[Information]
------

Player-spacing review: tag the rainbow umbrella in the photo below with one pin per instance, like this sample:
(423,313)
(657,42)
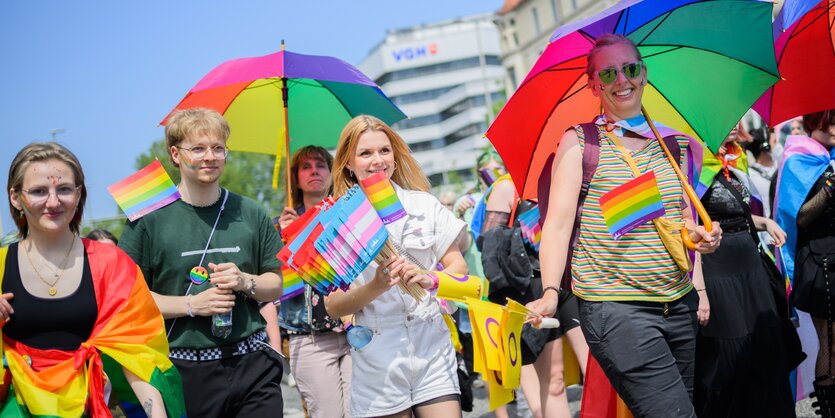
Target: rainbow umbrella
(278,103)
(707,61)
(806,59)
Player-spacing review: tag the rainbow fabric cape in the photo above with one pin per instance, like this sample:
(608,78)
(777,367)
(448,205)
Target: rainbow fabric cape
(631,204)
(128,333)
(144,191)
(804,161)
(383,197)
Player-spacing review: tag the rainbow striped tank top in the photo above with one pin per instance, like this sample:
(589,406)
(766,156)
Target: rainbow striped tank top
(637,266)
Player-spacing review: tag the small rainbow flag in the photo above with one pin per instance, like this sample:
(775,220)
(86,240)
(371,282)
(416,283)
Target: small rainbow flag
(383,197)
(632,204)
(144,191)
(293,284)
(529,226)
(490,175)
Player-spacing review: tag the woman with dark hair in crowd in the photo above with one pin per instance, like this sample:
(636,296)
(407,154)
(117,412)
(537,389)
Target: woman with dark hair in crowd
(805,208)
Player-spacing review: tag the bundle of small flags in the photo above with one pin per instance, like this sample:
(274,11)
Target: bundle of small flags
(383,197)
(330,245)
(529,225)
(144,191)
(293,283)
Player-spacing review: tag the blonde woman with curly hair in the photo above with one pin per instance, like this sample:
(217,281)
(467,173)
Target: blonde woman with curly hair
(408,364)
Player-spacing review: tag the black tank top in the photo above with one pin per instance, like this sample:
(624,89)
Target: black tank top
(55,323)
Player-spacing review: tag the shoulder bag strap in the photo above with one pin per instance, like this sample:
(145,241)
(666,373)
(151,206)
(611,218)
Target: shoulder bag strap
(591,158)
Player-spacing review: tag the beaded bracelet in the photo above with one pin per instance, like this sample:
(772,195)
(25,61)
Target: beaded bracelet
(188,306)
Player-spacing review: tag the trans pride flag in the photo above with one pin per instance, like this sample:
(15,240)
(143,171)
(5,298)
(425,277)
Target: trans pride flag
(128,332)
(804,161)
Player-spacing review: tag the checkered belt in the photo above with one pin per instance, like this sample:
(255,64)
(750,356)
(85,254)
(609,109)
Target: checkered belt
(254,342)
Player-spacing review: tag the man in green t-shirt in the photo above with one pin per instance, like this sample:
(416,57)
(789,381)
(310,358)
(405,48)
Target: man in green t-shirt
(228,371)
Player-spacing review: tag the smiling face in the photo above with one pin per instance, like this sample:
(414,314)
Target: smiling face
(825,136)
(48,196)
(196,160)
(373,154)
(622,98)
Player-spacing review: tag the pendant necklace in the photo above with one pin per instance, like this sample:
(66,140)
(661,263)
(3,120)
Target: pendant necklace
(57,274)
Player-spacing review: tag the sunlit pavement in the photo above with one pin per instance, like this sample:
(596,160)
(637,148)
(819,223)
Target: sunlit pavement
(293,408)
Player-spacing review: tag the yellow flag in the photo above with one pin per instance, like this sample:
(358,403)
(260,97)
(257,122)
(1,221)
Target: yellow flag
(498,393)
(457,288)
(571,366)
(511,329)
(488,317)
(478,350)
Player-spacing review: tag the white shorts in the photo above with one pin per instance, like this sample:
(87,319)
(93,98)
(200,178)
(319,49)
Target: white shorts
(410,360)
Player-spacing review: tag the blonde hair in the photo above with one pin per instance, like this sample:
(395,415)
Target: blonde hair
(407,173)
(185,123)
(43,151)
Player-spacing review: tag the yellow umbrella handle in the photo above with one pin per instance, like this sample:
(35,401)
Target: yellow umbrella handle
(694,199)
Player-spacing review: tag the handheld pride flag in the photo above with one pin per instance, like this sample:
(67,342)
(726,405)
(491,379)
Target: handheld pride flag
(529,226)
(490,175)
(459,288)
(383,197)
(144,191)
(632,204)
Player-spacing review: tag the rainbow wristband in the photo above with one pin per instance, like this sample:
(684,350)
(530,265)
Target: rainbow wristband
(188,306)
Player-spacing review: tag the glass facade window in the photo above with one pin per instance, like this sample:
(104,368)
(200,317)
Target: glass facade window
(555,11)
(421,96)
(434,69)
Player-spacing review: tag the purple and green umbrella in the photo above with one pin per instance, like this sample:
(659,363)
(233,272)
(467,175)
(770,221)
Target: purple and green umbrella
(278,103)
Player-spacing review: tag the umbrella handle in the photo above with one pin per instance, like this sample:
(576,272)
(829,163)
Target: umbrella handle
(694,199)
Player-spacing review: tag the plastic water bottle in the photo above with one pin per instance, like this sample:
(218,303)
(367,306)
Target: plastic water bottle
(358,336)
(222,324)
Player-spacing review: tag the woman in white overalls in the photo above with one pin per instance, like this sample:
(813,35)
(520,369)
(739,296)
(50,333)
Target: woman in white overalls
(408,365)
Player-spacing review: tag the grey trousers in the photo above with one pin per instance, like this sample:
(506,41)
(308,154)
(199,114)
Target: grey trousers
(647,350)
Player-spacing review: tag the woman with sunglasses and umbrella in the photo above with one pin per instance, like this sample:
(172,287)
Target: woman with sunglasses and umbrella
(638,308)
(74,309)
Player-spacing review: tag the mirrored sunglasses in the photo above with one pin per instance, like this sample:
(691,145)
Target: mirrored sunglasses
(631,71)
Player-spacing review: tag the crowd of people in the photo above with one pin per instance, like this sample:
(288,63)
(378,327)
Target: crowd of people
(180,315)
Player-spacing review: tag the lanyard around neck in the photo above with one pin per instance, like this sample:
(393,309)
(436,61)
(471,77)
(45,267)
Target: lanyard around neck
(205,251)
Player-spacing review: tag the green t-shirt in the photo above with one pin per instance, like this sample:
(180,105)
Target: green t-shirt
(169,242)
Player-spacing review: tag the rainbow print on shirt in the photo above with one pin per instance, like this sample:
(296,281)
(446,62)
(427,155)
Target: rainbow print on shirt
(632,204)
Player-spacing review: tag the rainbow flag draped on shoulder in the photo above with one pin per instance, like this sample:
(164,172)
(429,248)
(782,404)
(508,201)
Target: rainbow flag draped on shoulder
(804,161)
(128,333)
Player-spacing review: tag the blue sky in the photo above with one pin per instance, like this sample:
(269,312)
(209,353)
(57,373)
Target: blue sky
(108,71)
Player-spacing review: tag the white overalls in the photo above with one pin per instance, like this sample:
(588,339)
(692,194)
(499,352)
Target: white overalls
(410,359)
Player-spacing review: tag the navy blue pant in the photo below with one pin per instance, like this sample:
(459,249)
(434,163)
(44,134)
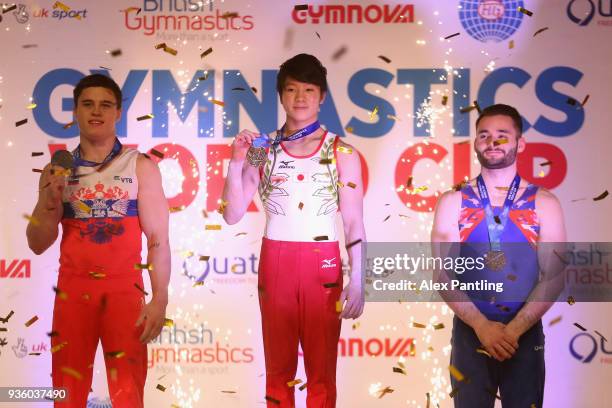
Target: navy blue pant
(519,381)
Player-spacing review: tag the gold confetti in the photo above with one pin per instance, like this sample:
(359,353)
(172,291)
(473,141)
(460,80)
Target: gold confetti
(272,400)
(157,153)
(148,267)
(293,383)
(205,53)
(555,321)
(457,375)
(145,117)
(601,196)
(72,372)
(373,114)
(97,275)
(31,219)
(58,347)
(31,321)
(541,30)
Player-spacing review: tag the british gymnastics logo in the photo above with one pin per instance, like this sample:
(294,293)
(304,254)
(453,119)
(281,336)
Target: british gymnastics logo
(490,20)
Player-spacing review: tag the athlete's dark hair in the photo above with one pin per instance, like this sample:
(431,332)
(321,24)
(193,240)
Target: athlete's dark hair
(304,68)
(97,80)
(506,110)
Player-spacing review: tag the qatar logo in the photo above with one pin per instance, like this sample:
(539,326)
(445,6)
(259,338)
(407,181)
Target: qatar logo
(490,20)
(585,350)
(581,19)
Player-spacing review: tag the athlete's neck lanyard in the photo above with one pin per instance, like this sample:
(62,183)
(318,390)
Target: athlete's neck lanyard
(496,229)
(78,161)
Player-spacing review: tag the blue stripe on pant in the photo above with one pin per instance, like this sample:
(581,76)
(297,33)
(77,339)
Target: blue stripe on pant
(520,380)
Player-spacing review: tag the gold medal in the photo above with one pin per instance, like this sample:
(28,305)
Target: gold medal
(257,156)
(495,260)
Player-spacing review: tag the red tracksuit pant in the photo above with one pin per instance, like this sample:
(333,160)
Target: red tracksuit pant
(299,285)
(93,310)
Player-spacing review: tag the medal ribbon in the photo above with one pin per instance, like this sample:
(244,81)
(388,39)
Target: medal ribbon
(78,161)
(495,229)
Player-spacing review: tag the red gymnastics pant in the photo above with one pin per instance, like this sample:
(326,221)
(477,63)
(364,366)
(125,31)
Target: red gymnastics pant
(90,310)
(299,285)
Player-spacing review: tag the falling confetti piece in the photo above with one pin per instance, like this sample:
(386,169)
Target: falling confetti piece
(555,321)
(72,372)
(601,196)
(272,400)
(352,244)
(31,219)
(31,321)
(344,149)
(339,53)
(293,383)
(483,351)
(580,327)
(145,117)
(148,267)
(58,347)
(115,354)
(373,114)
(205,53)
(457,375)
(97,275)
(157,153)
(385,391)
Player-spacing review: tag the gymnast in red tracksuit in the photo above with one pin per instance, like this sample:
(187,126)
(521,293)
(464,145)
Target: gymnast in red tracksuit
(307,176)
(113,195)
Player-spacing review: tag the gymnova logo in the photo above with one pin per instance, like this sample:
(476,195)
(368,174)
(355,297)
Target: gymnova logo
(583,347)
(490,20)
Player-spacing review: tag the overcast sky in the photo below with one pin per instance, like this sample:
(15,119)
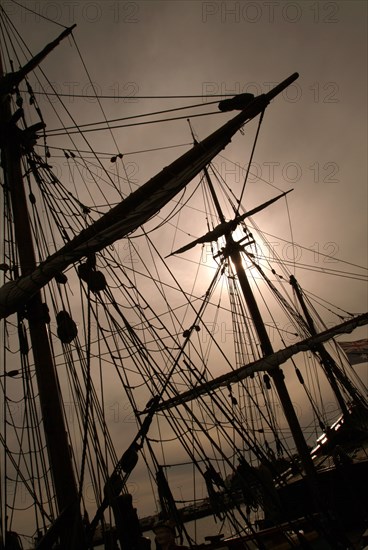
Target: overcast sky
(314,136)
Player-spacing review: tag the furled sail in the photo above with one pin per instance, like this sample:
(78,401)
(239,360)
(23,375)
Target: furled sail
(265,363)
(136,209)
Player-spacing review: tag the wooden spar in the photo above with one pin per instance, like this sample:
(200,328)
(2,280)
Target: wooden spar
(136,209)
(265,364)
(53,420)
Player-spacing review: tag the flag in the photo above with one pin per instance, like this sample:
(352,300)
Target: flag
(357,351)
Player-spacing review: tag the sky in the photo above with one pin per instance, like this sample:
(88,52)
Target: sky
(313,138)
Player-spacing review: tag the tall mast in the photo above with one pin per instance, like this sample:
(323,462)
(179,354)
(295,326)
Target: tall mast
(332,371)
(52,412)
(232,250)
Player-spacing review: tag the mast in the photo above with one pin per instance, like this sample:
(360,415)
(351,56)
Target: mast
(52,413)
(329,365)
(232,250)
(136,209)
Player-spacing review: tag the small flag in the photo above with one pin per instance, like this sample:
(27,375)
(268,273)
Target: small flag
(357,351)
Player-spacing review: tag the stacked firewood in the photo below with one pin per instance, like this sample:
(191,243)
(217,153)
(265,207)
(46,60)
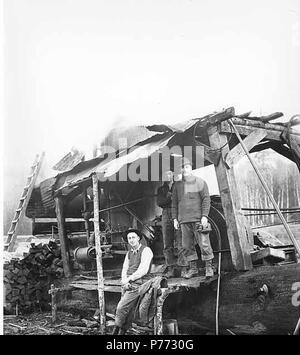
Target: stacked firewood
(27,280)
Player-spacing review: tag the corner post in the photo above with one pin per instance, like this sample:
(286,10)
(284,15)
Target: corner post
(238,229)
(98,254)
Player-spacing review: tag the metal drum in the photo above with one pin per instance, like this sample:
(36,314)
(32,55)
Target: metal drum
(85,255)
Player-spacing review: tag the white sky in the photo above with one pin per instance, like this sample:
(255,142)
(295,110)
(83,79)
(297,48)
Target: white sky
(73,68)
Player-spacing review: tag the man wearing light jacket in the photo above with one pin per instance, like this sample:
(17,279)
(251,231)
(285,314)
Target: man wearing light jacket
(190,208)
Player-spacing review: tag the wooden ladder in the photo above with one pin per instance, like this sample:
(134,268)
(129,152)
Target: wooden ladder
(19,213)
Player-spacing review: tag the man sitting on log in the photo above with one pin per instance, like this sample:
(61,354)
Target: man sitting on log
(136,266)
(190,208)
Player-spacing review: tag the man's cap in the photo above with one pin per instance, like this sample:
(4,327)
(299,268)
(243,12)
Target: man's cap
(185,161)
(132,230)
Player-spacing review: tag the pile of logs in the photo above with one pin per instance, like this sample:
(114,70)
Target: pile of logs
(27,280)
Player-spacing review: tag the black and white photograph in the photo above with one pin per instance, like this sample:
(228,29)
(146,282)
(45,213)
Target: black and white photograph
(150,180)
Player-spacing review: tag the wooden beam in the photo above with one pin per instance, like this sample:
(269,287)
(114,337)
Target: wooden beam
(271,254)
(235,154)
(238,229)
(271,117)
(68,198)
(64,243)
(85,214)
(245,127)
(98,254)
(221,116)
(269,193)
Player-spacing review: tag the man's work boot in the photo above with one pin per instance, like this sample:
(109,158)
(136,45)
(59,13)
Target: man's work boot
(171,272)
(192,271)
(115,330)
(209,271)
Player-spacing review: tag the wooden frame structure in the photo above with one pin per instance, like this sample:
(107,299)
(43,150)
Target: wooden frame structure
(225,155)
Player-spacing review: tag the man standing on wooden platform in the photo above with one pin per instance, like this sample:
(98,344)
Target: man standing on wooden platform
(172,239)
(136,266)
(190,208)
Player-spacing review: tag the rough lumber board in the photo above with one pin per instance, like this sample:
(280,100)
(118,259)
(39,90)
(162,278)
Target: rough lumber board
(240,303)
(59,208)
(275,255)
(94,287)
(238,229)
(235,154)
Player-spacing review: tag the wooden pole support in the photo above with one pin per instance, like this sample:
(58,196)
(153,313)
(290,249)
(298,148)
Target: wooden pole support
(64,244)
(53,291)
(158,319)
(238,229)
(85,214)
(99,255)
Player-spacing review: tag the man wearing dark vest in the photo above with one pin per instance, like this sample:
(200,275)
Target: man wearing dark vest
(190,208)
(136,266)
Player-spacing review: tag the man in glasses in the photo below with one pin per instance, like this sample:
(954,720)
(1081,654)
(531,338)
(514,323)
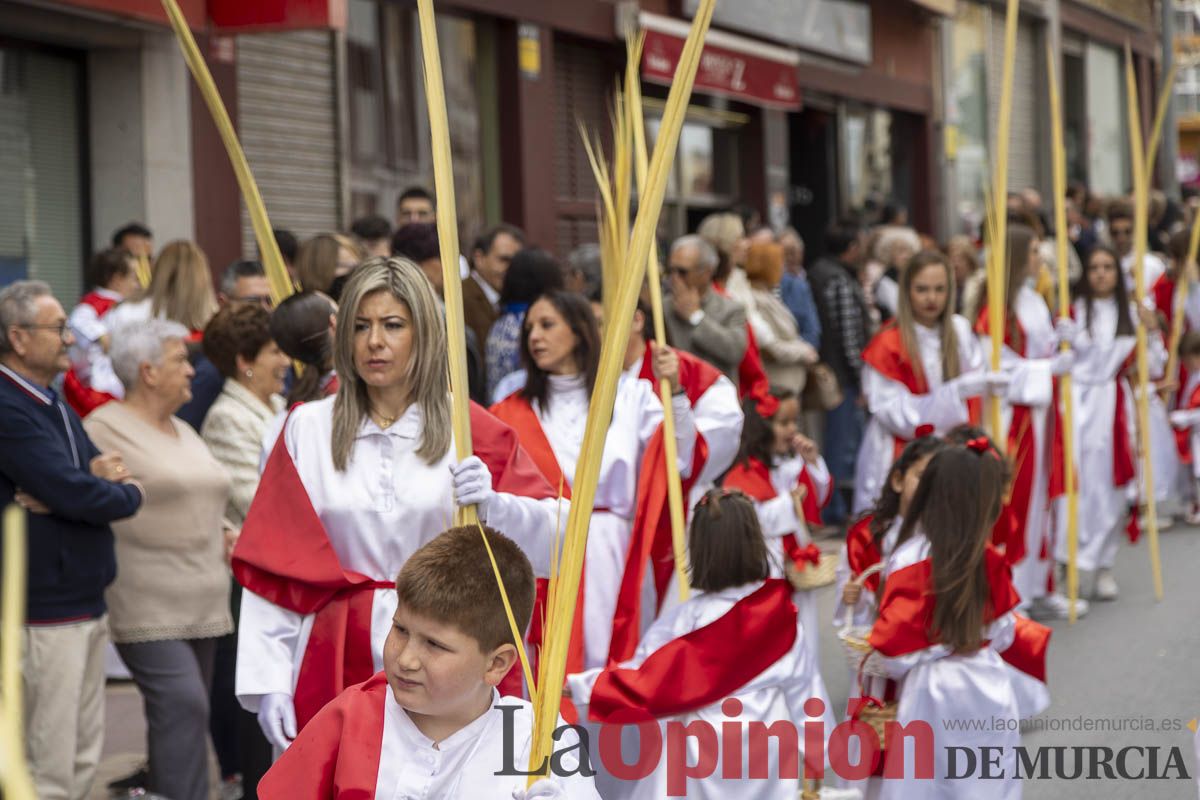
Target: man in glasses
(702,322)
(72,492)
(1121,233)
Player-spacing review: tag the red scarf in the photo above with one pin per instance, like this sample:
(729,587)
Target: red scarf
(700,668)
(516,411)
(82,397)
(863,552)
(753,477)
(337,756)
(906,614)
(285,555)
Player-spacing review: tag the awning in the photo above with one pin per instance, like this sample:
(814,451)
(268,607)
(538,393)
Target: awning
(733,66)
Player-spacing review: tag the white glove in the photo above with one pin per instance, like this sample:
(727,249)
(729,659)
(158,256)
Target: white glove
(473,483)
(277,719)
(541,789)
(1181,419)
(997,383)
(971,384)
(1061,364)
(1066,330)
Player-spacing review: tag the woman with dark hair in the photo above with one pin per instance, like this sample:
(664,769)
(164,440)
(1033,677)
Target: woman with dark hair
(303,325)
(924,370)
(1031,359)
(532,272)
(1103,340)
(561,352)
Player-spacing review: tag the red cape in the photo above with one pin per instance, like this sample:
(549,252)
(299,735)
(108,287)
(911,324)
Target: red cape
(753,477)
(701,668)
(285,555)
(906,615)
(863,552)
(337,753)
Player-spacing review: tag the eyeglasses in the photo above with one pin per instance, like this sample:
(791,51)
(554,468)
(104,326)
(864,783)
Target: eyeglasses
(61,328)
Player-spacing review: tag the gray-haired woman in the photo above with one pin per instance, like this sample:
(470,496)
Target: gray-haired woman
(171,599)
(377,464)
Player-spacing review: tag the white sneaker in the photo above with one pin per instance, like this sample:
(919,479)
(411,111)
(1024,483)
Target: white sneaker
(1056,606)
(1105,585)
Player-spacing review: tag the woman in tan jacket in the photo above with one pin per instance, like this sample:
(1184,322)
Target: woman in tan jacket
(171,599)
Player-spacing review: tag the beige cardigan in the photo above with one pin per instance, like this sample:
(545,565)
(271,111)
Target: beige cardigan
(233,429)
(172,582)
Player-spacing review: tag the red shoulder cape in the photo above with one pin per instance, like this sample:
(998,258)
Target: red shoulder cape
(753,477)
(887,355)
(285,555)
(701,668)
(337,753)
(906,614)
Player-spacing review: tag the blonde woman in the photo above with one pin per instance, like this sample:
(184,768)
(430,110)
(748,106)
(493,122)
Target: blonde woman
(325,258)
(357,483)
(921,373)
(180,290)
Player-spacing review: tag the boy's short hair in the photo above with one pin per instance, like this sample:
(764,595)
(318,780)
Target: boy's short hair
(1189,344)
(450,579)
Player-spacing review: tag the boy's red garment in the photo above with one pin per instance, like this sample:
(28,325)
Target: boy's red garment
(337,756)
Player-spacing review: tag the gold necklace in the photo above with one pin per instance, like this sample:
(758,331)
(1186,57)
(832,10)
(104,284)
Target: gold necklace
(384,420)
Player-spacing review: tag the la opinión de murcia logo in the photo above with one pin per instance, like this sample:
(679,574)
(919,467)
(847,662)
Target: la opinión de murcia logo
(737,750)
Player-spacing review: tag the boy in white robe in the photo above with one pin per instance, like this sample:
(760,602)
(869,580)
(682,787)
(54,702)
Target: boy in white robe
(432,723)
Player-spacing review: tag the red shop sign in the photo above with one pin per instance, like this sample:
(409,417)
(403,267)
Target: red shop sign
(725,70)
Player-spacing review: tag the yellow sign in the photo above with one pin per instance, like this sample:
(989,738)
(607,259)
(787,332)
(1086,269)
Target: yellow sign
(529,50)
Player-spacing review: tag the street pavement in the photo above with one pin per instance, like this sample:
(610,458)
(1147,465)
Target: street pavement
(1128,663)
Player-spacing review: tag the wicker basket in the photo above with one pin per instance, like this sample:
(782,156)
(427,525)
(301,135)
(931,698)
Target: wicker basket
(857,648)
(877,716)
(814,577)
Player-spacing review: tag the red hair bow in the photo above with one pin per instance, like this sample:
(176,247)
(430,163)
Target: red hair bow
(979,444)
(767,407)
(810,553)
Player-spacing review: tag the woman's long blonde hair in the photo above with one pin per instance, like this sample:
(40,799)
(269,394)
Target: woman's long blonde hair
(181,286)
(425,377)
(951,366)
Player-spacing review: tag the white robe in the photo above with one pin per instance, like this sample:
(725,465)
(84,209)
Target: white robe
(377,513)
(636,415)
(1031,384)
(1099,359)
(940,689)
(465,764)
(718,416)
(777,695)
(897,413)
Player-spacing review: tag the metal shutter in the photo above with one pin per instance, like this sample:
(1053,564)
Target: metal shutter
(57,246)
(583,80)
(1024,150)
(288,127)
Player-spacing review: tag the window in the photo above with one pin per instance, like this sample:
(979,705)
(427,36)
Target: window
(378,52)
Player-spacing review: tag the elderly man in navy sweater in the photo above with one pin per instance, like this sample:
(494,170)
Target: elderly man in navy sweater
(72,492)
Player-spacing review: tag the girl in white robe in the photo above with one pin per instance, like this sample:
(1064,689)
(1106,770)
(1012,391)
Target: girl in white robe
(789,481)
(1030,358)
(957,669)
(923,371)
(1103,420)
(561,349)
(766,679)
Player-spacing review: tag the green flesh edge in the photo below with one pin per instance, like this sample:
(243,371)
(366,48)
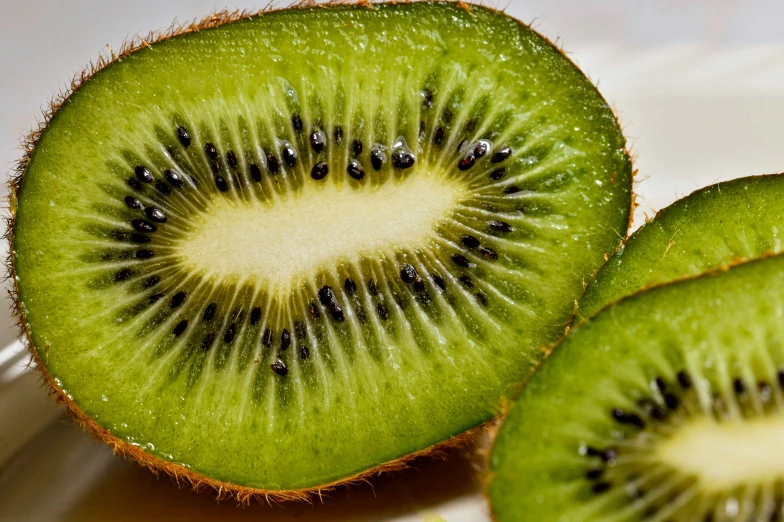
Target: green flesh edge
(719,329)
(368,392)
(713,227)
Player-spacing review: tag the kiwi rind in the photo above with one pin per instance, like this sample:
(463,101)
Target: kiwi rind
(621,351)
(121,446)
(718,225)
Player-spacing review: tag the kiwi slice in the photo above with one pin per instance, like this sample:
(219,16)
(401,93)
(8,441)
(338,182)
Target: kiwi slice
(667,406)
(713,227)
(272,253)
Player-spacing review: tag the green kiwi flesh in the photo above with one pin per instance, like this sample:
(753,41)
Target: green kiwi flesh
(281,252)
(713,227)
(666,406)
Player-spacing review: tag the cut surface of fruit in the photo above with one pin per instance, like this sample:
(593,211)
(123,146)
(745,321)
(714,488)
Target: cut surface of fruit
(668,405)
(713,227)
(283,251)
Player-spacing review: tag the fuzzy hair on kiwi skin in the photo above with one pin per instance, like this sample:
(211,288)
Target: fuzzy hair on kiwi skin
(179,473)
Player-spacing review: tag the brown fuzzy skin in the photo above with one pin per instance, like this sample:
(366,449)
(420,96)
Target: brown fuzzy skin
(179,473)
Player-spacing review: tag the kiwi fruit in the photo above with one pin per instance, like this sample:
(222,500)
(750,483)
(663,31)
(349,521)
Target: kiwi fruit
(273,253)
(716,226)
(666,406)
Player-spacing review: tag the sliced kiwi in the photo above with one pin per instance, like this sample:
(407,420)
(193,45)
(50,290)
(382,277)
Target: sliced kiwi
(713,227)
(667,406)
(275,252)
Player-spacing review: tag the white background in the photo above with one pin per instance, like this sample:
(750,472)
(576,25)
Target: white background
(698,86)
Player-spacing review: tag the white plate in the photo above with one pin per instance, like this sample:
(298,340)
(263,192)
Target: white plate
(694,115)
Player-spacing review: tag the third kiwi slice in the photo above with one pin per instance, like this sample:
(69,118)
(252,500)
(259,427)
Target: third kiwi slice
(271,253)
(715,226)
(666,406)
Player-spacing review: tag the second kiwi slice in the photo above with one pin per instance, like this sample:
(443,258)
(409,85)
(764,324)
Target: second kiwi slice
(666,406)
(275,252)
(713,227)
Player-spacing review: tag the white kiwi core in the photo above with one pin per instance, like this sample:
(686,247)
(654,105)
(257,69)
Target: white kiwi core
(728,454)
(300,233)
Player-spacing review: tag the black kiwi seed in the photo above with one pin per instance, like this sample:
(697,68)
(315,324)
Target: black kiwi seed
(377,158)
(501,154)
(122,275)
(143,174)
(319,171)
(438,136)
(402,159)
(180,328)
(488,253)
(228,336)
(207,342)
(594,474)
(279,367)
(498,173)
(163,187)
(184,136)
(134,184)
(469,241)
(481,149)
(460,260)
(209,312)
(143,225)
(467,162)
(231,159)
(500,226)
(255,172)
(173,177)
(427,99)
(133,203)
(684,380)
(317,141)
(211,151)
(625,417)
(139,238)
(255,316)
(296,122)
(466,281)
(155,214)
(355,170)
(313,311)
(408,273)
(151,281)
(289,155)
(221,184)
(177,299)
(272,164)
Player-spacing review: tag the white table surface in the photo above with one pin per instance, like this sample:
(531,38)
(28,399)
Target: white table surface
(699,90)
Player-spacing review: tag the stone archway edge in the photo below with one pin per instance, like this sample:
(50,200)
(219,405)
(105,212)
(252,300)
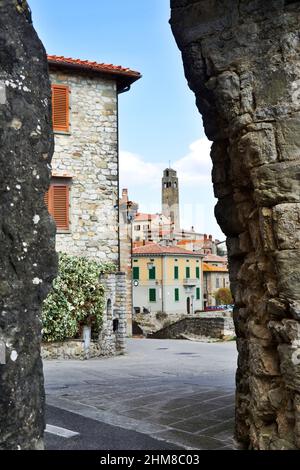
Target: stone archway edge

------

[Work to complete] Every line above with the string "stone" in it needs to be copied.

[Output below]
Player-spacing review: tag the stone archway edge in the photo below with one pin per instance, like this sample:
Target: stone archway edge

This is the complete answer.